Rezension

 

Kosmonaut siehe Astronaut

Von Anton bis Zylinder
Das Lexikon für Kinder.

Der Kinderbuchverlag, Berlin 1997, 480 S.

Endlich ist es soweit und unsere Kinder können die ersten Worte selber lesen. In der Regel dauert es dann nicht lange, bis sie ihr erstes Lexikon erhalten. Wenn er oder sie es nicht von Vater oder Mutter bekommen, dann garantiert von einem anderen wohlmeinenden Verwandten oder Bekannten. So ein Lexikon ist zudem ein wirklich nützliches Geschenk, kann doch der muntere Nachwuchs, statt Fragen zu stellen, gefälligst selbst nachschlagen, wenn er etwas nicht weiß. Eigens zu diesem Zweck existieren ja Kinderlexika, und von diesen gibt es auf dem Buchmarkt ein breites Angebot.

Erste und vermutlich einzig mögliche Wahl war in der DDR Von Anton bis Zylinder - Das Lexikon für Kinder. Hier fanden Heranwachsende anschaulich erklärt, wie der Zucker aus der Zuckerrübe gewonnen wird oder wie eine Sendung aus dem Fernsehstudio auf den heimischen Bildschirm kommt. Da keine politische Wende den Wissensdurst von Kindern beeinflußt, bringt „Der Kinderbuchverlag Berlin“ nun eine völlig überarbeitete und erweiterte Fassung des beliebten Nachschlagewerks heraus, mit mehr als 1450 Stichwörtern und über 1000 Fotos und Zeichnungen.

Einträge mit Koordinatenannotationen

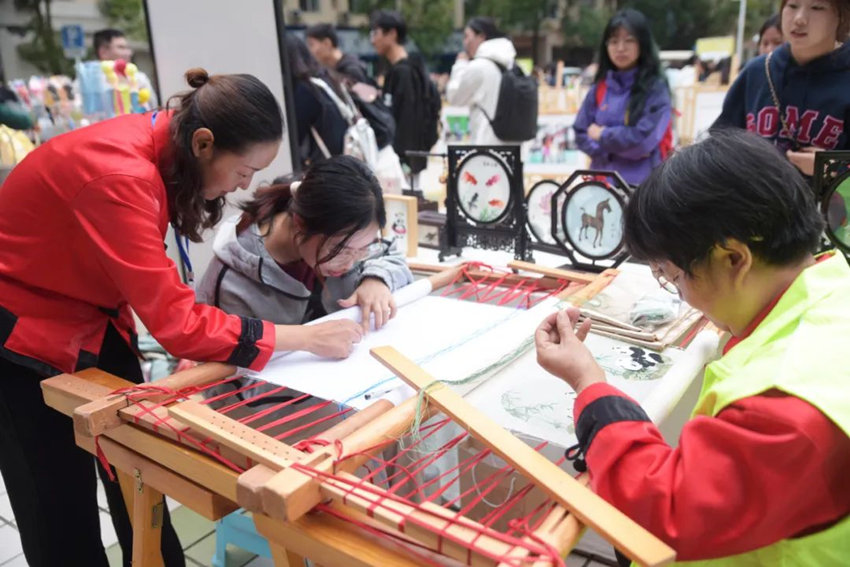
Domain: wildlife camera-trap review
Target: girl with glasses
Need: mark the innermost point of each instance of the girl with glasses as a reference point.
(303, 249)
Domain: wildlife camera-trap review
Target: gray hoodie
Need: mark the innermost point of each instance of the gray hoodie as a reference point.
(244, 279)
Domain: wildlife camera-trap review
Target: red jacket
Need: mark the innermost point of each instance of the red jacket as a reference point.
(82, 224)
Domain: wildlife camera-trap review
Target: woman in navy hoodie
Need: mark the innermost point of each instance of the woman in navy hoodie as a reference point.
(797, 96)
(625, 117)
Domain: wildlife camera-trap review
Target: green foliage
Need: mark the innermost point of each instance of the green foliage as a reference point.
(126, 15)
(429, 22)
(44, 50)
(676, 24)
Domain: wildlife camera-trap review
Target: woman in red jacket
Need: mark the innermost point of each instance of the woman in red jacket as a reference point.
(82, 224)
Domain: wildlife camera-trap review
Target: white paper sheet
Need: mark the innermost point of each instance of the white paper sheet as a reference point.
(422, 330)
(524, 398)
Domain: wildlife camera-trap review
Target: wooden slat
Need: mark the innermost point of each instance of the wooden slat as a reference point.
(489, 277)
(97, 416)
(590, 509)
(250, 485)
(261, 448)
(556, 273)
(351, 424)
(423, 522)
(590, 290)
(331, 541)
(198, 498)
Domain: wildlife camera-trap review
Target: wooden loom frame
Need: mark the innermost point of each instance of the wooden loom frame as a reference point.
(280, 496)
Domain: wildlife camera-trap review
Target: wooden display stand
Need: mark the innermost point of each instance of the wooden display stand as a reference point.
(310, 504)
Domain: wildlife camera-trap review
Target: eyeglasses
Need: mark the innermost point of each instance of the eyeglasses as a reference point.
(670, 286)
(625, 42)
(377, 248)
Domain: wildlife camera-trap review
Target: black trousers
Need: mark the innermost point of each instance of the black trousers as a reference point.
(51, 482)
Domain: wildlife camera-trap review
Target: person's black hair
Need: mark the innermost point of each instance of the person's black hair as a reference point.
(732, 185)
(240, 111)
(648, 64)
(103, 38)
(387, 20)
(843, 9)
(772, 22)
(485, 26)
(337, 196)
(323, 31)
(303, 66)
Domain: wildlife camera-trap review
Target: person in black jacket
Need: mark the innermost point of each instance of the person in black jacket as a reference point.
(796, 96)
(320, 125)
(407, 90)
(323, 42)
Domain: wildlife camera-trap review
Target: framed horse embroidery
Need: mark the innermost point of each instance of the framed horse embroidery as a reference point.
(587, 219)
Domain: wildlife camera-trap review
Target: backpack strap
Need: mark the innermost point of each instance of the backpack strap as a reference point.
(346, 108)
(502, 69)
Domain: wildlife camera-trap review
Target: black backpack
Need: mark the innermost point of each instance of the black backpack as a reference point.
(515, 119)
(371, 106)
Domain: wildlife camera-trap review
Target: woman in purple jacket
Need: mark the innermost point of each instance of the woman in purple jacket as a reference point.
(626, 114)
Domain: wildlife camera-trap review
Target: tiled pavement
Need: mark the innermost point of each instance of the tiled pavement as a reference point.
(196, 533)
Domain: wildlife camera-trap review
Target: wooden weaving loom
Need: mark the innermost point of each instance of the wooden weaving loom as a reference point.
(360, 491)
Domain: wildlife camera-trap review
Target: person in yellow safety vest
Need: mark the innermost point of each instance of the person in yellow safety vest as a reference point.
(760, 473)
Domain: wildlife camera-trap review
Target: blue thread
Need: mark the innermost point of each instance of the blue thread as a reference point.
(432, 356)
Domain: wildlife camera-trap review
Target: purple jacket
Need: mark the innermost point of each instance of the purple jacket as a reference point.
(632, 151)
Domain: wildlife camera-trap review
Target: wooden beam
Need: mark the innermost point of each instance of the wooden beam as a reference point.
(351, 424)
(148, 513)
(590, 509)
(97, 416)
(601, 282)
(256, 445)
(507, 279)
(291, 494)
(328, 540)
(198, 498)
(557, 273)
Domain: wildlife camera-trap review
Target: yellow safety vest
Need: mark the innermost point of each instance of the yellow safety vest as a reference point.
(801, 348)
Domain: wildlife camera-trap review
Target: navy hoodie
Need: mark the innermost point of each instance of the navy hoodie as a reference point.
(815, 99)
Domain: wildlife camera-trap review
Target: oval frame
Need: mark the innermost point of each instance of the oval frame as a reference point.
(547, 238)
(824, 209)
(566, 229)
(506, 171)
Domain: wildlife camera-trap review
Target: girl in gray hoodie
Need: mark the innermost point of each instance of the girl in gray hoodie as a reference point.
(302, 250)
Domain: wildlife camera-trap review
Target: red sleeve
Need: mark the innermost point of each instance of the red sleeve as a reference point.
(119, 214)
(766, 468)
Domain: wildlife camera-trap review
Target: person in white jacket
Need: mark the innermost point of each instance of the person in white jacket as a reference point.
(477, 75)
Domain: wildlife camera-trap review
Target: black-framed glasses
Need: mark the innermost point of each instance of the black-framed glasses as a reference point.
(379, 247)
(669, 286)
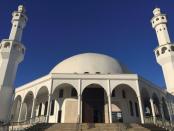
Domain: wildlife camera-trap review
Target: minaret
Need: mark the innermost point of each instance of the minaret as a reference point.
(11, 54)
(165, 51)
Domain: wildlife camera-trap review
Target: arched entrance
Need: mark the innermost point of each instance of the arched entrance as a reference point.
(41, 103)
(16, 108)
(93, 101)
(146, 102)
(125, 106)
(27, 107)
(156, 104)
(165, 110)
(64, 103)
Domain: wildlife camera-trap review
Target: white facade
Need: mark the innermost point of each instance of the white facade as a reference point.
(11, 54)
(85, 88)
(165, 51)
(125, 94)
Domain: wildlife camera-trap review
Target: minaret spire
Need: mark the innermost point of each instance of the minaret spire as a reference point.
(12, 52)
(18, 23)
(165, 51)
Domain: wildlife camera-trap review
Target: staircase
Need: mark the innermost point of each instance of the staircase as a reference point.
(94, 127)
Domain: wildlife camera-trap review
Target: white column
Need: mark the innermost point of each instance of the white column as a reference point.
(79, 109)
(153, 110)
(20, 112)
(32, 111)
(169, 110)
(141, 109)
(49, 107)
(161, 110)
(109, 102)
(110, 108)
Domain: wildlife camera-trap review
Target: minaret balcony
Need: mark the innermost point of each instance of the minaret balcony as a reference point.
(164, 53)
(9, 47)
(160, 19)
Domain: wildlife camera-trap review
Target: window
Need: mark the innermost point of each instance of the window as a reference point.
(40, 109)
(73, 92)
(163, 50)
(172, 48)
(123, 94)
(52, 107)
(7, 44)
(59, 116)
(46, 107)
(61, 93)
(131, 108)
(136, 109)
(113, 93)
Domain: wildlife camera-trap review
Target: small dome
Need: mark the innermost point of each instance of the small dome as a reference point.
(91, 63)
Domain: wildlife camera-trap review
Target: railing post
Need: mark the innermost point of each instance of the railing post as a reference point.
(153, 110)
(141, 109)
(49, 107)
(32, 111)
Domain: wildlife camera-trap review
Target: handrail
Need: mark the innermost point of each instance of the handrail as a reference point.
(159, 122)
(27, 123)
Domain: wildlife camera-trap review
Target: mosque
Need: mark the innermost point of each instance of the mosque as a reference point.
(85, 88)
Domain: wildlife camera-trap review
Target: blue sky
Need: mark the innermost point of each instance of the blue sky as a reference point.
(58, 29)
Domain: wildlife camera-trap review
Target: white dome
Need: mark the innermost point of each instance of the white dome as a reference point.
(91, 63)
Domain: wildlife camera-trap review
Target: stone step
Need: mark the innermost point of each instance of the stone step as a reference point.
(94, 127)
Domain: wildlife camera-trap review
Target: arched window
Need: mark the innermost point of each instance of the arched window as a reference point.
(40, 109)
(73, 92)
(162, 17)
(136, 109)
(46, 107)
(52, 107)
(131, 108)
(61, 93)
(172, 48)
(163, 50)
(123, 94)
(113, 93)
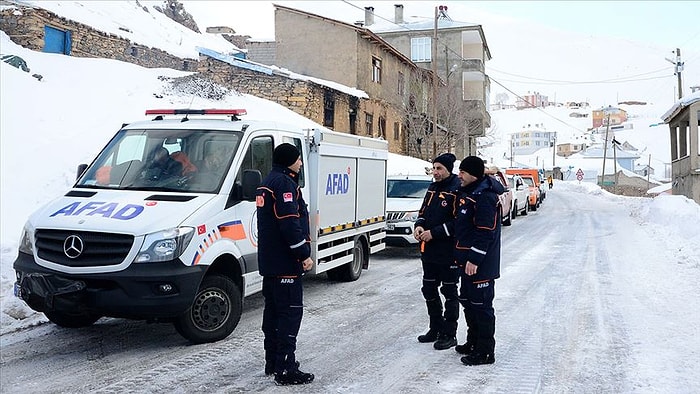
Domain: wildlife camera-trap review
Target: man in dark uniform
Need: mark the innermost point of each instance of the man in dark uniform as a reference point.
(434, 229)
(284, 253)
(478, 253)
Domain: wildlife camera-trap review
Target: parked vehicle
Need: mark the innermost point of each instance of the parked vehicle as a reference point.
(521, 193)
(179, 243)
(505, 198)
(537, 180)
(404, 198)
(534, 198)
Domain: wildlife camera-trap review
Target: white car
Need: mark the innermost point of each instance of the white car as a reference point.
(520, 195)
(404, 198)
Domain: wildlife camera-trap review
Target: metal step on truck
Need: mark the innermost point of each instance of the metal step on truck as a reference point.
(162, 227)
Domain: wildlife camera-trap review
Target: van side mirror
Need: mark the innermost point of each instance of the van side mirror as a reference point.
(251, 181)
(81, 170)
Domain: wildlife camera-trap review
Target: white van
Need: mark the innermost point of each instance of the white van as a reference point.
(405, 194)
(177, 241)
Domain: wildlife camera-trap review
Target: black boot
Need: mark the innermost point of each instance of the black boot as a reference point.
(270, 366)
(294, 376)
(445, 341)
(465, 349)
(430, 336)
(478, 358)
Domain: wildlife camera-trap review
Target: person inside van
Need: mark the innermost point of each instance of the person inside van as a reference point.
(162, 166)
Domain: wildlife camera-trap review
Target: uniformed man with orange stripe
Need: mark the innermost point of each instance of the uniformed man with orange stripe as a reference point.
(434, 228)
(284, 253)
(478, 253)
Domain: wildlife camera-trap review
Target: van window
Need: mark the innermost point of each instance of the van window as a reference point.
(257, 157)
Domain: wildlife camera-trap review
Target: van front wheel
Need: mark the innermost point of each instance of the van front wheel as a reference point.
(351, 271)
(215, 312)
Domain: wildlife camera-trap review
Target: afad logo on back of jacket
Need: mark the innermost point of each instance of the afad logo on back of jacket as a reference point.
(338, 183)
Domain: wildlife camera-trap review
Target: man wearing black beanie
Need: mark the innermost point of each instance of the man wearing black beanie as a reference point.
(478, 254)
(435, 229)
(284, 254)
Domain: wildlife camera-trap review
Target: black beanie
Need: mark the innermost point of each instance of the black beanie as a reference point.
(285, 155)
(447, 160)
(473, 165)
---
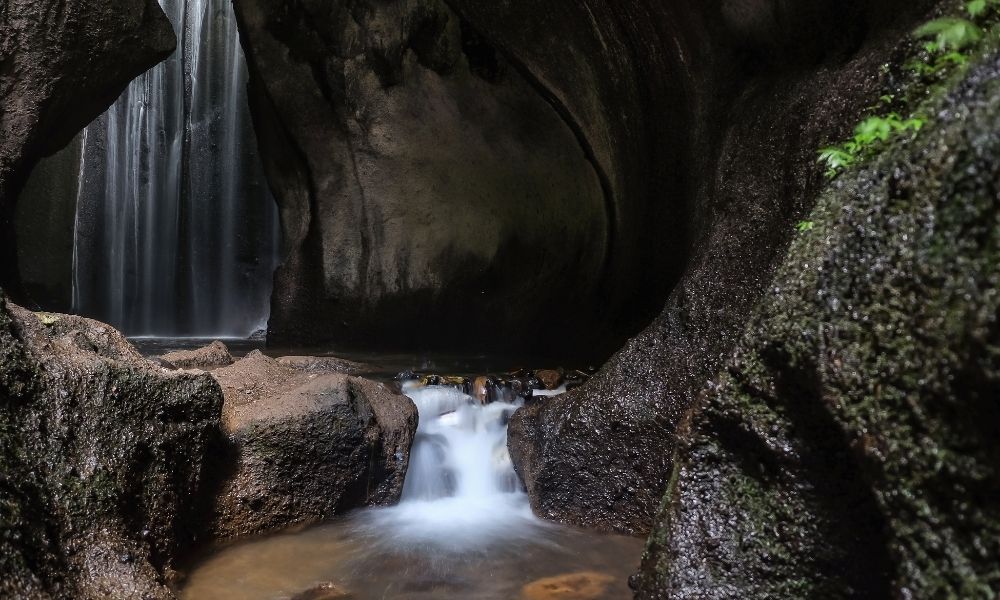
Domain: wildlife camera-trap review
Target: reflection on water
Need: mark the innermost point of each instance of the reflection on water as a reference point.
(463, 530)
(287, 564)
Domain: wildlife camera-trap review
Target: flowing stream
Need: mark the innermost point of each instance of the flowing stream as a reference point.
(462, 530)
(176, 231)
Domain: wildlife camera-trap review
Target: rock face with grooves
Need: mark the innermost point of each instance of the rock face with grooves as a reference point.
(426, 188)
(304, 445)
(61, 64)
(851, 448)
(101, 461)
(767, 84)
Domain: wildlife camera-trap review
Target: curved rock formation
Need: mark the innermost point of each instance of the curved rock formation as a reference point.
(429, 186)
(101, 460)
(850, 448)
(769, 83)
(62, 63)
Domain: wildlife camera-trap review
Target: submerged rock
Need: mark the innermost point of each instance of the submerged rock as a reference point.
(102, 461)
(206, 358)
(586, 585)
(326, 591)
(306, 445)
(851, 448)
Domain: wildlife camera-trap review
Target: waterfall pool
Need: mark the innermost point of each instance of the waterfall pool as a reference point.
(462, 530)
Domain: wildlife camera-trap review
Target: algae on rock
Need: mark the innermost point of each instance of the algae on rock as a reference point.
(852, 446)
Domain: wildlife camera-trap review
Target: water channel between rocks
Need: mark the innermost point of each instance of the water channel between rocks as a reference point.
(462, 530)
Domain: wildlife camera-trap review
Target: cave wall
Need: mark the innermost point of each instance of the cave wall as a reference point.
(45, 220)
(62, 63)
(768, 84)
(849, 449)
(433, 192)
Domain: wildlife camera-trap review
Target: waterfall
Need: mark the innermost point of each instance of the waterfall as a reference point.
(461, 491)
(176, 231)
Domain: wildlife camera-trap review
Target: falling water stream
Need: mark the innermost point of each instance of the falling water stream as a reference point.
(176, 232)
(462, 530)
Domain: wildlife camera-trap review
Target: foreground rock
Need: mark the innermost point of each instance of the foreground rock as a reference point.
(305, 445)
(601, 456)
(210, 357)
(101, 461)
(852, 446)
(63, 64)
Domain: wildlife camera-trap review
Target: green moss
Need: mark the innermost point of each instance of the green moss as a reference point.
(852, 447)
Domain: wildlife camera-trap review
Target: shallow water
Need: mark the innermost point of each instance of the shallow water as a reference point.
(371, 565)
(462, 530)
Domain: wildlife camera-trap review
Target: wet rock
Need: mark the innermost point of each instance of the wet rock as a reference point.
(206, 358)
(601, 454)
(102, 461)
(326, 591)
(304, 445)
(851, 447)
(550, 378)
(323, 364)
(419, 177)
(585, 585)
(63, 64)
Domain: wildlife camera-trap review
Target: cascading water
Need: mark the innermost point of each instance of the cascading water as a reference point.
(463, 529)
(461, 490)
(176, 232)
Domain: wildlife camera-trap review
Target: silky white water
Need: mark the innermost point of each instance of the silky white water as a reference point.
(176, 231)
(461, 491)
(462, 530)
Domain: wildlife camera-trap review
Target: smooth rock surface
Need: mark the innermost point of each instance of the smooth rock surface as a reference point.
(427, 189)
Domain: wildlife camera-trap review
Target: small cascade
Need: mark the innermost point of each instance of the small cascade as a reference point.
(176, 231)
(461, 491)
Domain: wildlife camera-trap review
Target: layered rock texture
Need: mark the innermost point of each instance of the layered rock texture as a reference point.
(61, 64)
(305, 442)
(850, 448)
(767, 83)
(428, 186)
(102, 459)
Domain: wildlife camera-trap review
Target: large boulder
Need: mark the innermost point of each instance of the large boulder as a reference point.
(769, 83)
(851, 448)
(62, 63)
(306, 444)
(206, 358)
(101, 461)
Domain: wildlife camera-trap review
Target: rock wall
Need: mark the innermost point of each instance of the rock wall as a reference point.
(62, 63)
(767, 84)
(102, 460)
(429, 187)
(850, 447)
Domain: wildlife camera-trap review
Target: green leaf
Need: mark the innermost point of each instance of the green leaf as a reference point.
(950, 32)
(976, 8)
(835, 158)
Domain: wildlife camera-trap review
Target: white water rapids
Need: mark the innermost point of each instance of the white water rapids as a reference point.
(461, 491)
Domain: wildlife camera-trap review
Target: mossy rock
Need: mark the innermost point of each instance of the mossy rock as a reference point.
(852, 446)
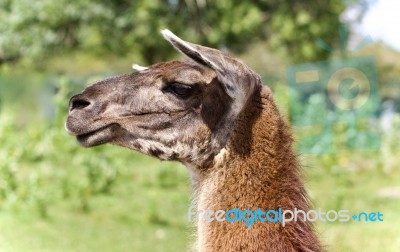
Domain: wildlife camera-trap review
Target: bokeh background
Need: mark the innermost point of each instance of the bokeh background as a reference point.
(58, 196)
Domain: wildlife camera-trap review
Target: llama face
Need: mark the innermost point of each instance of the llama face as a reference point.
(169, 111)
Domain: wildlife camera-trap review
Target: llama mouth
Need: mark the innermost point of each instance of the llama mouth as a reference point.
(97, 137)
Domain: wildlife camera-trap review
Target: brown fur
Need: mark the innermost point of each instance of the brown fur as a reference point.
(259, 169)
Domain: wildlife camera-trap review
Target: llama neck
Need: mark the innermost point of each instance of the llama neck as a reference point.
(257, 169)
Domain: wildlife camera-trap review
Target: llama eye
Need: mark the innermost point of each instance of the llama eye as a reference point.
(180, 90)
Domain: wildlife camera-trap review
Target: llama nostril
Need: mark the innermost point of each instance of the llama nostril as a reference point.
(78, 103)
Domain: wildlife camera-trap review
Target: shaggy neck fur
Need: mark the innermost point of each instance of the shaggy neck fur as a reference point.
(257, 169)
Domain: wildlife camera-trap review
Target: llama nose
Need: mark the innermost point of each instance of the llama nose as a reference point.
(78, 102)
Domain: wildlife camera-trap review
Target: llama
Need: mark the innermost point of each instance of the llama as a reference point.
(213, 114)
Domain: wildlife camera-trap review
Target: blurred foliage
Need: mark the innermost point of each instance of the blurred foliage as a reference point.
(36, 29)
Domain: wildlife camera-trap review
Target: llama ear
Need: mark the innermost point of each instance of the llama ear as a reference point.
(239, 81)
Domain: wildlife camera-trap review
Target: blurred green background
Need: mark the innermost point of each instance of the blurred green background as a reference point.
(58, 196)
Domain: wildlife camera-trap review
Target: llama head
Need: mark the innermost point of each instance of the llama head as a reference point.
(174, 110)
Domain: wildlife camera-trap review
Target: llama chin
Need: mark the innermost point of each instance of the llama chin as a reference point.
* * *
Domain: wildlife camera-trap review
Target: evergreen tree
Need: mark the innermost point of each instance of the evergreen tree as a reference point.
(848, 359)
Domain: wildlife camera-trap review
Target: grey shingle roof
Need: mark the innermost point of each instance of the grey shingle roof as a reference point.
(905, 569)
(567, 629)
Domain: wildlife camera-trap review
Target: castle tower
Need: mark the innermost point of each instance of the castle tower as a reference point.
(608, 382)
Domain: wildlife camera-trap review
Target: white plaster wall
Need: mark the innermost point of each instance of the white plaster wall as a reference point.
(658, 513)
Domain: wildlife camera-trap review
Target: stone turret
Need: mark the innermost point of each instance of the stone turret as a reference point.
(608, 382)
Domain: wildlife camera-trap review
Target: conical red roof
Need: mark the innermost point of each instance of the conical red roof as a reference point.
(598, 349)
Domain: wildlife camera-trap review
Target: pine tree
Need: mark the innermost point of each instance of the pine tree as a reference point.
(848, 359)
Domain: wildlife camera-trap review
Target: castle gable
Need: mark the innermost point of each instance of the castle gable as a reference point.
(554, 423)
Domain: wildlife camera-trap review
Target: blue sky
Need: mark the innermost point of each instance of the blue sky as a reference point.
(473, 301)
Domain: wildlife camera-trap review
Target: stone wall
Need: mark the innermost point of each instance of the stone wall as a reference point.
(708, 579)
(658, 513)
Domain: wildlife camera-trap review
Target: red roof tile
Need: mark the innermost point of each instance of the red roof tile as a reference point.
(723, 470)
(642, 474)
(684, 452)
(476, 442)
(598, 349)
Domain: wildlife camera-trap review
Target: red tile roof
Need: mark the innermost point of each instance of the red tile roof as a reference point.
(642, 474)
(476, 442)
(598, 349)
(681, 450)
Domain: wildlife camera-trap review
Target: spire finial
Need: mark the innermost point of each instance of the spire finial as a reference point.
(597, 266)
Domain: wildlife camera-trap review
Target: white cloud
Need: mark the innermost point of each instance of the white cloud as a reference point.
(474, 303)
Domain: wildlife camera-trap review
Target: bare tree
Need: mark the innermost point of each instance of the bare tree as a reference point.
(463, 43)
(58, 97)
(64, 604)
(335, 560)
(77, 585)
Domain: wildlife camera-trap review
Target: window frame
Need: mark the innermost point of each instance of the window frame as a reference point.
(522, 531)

= Aufgaben =
A - Kannst du den Abschnitt der Rezension, der mit den Worten „Kosmonaut siehe Astronaut“ einsetzt und mit „ein breites Angebot.“ schließt, wortgetreu wiedergeben?
B - Wie geht die Rezension über das Kinderlexikon nach ihrem letzten Satz weiter? Schreib die Fortsetzung.
Die Datensätze stehen in keinem Zusammenhang mit der Rezension.

= Ergebnisse je Aufgabe =
A -
Kosmonaut siehe Astronaut

Von Anton bis Zylinder
Das Lexikon für Kinder.

Der Kinderbuchverlag, Berlin 1997, 480 S.

Endlich ist es soweit und unsere Kinder können die ersten Worte selber lesen. In der Regel dauert es dann nicht lange, bis sie ihr erstes Lexikon erhalten. Wenn er oder sie es nicht von Vater oder Mutter bekommen, dann garantiert von einem anderen wohlmeinenden Verwandten oder Bekannten. So ein Lexikon ist zudem ein wirklich nützliches Geschenk, kann doch der muntere Nachwuchs, statt Fragen zu stellen, gefälligst selbst nachschlagen, wenn er etwas nicht weiß. Eigens zu diesem Zweck existieren ja Kinderlexika, und von diesen gibt es auf dem Buchmarkt ein breites Angebot.

B -
Grund genug für mich, mein zerledertes Exemplar (Redaktionsschluß: 1966) hervorzuholen. Welche Stichworte hatten wohl den Sprung ins vereinte Deutschland und in die Neuauflage geschafft? Schließlich stand unter A nicht nur der namensstiftende „Anton“, sondern auch „Abgeordnete“ und unter W nicht nur „Wiese“, sondern auch solch nette Einträge wie „Westdeutschland“, mit markigen Sätzen wie: „Im westdeutschen Staat ist die Hetze gegen andere Völker und zum Krieg erlaubt und wird sogar gefördert ... Die Kriegsgefahr, die von Westdeutschland ausgeht, ist groß.“

Verwunderlich ist nicht, daß „Volkspolizei“ verschwand, auch wenn wir nun nicht mehr den Schutzpolizisten „bei Tag und Nacht, Wind und Wetter ... auf ihrem Streifengang“ begegnen können, sondern unter „Polizei“ in der Neuausgabe ganz sachlich über Aufgaben und Funktionen der „Polizei“ informiert werden.

Doch was fand nun erneut Aufnahme, und welche Erklärungen änderten sich?

Wie erging es wohl den „mutigen sowjetischen Kosmonauten“ und dem „Atomeisbrecher Lenin“, dem ersten Atomeisbrecher der Welt, der den „Frachtschiffen den Weg durch das Nördliche Eismeer bahnt“?

Würden wir Wilhelm Pieck noch antreffen, den „jungen Tischlergesellen“, der „auch später als Parteiführer und Staatsmann stets sein ganzes Wissen und Können für die Werktätigen“ einsetzte?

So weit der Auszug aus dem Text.